** Text passage **
^^^^^^^^^^^^^^^^
In contrast to this, FIG. 3B illustrates the white display state,
where the voltage effective-value applied to the liquid crystal is
large and thus the panel-inputted common voltage 901 and the drain
voltage 903 are alternated in phases inverted to each other.
Accordingly, the inside-panel common voltage 902 is subjected to
the influences of the load by a capacitance or a resistance inside
the liquid crystal panel 106. Furthermore, the convergency thereof
is worsened from the influence of the fact that the drain voltage
903 is charged into the pixel electrode 118, the liquid crystal
119, and the additional capacitor 120.
A phenomenon that a variation in the display luminance caused by
this decrease in the effective voltage becomes visibly conspicuous
as the picture-quality degradation is of the case where, as
illustrated in FIG. 5, a white rectangle is displayed against an
intermediate-tone background. In the case of this display state,
between regions (lines) of the intermediate-luminance background
alone and a region (lines) where the rectangle on the white display
is displayed, the amplitude value of the drain voltage in the
drain-line group displaying the white rectangle becomes
outstandingly different. Accordingly, the final attainment
potential of the inside-panel common voltage is varied in the
respective display regions. As a result, between the regions
(lines) of the intermediate-luminance background alone and
intermediate-luminance background regions existing on the right and
the left to the region where the rectangle on the white display is
displayed, the effective voltage of the inside-panel common voltage
applied to the liquid crystal in the pixel units becomes different,
in spite of the fact that the intermediate-tone drain voltage level
outputted from the drain driver circuit is one and the same level
therebetween in comparison with the lines of the
intermediate-luminance background alone. Consequently, the display
exhibiting the different luminances appears therebetween. This is
the picture-quality degradation referred to as the transverse
smear.
In the present embodiment, however, the panel-inputted common
voltage 901 is generated by feedbacking the inside-panel common
voltage 902 to the amplifying circuit 801 and the current
amplifying circuit 802. This condition allows the overshoot state
to be held until the inside-panel common voltage 902 attains to the
common voltage level generated by the calculating circuit 309,
thereby making it possible to improve the convergency of the
inside-panel common voltage 902.
^^^^^^^^^^^^^^^^
** Tasks and exercises **
1. Decide whether each statement (a), (b), (c) agrees with the passage on transverse smear. For each one, answer yes or no and quote the words of the passage that decide it.

(a) In the white display state, the panel-inputted common voltage and the drain voltage alternate in phases inverted to each other.
(b) The drain driver circuit outputs different intermediate-tone drain voltage levels for the background-only lines and for the lines containing the white rectangle.
(c) In the present embodiment, the panel-inputted common voltage is generated by feeding the inside-panel common voltage back to the amplifying circuit and the current amplifying circuit.
2. Summarize the passage on transverse smear in three sentences.
3. Carry on the passage on transverse smear, starting right after its final sentence.
^^^^^^^^^^^^^^^^
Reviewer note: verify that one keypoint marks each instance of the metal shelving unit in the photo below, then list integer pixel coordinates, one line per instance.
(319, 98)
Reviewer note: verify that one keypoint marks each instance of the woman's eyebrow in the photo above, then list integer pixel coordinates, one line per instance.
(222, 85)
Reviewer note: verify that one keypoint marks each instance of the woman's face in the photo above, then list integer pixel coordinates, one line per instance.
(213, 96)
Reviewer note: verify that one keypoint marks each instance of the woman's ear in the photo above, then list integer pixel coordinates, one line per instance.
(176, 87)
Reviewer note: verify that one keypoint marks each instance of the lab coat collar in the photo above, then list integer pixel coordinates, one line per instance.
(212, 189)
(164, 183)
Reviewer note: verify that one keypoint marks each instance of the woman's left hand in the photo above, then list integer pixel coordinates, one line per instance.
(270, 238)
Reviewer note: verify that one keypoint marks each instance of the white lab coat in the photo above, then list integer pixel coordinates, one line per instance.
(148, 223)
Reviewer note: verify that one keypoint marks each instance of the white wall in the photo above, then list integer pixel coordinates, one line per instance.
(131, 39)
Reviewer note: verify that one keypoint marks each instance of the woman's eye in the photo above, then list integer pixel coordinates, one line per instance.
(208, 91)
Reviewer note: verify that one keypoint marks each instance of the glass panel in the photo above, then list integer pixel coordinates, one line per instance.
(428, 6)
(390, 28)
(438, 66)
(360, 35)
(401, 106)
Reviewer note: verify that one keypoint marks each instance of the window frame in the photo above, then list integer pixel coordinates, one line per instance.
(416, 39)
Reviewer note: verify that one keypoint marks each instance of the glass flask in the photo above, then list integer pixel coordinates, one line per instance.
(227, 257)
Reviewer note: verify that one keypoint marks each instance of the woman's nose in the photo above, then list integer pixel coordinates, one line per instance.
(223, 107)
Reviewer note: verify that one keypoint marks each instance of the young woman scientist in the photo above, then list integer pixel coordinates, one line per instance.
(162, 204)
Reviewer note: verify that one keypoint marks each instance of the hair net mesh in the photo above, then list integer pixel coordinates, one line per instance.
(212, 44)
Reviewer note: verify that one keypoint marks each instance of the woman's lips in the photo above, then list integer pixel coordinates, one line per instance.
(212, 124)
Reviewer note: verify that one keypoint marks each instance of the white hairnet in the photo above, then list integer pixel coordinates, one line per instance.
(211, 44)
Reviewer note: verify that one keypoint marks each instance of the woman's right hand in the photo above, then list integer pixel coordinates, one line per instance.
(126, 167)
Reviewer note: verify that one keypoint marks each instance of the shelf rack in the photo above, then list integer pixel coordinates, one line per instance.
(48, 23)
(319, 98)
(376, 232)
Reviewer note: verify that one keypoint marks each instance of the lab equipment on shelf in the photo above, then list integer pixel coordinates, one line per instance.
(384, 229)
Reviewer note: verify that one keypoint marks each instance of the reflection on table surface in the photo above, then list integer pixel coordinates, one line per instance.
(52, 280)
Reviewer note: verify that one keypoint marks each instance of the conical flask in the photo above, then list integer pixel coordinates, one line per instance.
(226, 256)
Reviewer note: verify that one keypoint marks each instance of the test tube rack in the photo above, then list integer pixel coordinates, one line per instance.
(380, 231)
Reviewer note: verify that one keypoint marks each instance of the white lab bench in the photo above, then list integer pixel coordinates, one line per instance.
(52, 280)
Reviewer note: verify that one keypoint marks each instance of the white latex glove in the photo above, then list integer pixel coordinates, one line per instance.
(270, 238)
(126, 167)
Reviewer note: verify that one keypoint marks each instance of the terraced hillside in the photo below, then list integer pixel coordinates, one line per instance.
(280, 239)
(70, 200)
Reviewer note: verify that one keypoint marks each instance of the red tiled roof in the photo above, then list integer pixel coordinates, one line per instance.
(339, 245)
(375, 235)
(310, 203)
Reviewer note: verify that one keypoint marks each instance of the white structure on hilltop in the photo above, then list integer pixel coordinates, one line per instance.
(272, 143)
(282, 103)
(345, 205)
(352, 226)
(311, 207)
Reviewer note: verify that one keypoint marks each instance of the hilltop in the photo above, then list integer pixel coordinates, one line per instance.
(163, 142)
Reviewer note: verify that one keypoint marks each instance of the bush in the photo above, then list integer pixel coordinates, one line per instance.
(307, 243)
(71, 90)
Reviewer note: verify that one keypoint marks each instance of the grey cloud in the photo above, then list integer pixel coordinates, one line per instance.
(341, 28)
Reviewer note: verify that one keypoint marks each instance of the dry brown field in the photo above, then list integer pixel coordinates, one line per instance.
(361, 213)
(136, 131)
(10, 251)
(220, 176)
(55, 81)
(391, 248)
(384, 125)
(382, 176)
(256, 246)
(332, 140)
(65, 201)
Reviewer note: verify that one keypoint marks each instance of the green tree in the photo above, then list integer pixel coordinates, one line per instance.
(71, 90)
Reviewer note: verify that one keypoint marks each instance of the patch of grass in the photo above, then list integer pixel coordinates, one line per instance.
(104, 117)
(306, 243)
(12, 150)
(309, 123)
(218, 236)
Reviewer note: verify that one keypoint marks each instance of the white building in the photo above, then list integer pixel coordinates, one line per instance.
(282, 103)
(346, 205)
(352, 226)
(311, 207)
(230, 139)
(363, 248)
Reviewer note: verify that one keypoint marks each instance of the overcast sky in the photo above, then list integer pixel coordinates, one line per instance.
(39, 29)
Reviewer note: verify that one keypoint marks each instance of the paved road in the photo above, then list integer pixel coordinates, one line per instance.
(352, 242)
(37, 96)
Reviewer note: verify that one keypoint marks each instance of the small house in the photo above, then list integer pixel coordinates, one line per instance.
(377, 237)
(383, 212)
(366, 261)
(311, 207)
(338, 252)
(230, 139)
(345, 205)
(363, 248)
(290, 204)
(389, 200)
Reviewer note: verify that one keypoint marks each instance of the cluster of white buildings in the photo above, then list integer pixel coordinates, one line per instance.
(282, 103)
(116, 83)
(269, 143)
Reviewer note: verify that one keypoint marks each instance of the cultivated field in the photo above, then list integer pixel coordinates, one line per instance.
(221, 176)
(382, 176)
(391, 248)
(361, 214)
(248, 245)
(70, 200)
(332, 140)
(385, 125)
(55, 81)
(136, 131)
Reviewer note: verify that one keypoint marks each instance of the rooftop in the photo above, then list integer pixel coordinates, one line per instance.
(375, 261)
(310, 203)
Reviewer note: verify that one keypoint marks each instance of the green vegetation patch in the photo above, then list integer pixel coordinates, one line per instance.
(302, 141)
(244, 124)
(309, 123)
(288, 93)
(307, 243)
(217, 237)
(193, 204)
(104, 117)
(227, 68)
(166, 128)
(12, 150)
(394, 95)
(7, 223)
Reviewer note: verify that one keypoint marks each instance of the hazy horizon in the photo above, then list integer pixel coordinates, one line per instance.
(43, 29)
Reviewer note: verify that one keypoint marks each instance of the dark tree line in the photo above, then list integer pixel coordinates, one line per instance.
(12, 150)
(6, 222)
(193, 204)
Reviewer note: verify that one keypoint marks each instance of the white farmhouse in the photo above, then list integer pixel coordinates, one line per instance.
^^^^^^^^^^^^^^^^
** Answers to the exercise **
1.
(a) Yes: "the panel-inputted common voltage 901 and the drain voltage 903 are alternated in phases inverted to each other."
(b) No: "the intermediate-tone drain voltage level outputted from the drain driver circuit is one and the same level therebetween"
(c) Yes: "the panel-inputted common voltage 901 is generated by feedbacking the inside-panel common voltage 902 to the amplifying circuit 801 and the current amplifying circuit 802."

2. In the white display state, the panel-inputted common voltage and the drain voltage alternate in inverted phases, so the inside-panel common voltage is affected by the capacitance or resistance load inside the panel, and its convergency worsens. When a white rectangle is displayed against an intermediate-tone background, the final attainment potential of the inside-panel common voltage varies between display regions, so regions receiving the same intermediate-tone drain voltage level show different luminances, a picture-quality degradation called transverse smear. In the present embodiment, feeding the inside-panel common voltage back to the amplifying circuit and the current amplifying circuit holds the overshoot state until the common voltage level from the calculating circuit is reached, which improves the convergency of the inside-panel common voltage.

3.
FIG. 4 illustrates an example of the implemented state of the
liquid crystal display device in the present invention illustrated
in FIG. 1. Referring to FIG. 4, the further detailed explanation
will be given below concerning the portion in the present invention
where the common voltage inside the liquid crystal panel is
fedback.
In FIG. 4, the reference numerals denote the following components:
1301 an interface board, 1302 an interface circuit (corresponding
to the one 102 illustrated in FIG. 1), 1303 an alternating signal
(corresponding to the one 109 illustrated in FIG. 1), 1304 a
power-supply circuit (corresponding to the one 105 illustrated in
FIG. 1), 1305 a common voltage line (corresponding to the one 112
illustrated in FIG. 1), 1306 a common voltage line (corresponding
to the one 113 illustrated in FIG. 1), 1307 a connector, 1308 a
cable, 1309 an inner-common voltage line of a signal line
transferred by the cable 1308, 1310 a connector, 1311 a connector,
1312 a cable, 1313 an inner-common voltage line of a signal line
transferred by the cable 1312, 1314 a common voltage line connected
to the common voltage line 1305, 1315 a connector, 1316 a drain
board for implementing drain driver LSIs, 1317 a common voltage
line on the drain board 1316, 1318 packages for implementing the
drain driver LSIs, 1319 main bodies of the drain driver LSIs, 1320
a gate board for implementing gate driver LSIs, 1321 a common
voltage line on the gate board 1320, 1323 packages for implementing
the gate driver LSIs, 1324 main bodies of the gate driver LSIs,
1325 a liquid crystal panel, 1326 a common bus line on the liquid
crystal panel 1325, 1327 a common bus line on the liquid crystal
panel 1325, 1328 common voltage lines wired on the liquid crystal
panel on each line basis in the transverse direction.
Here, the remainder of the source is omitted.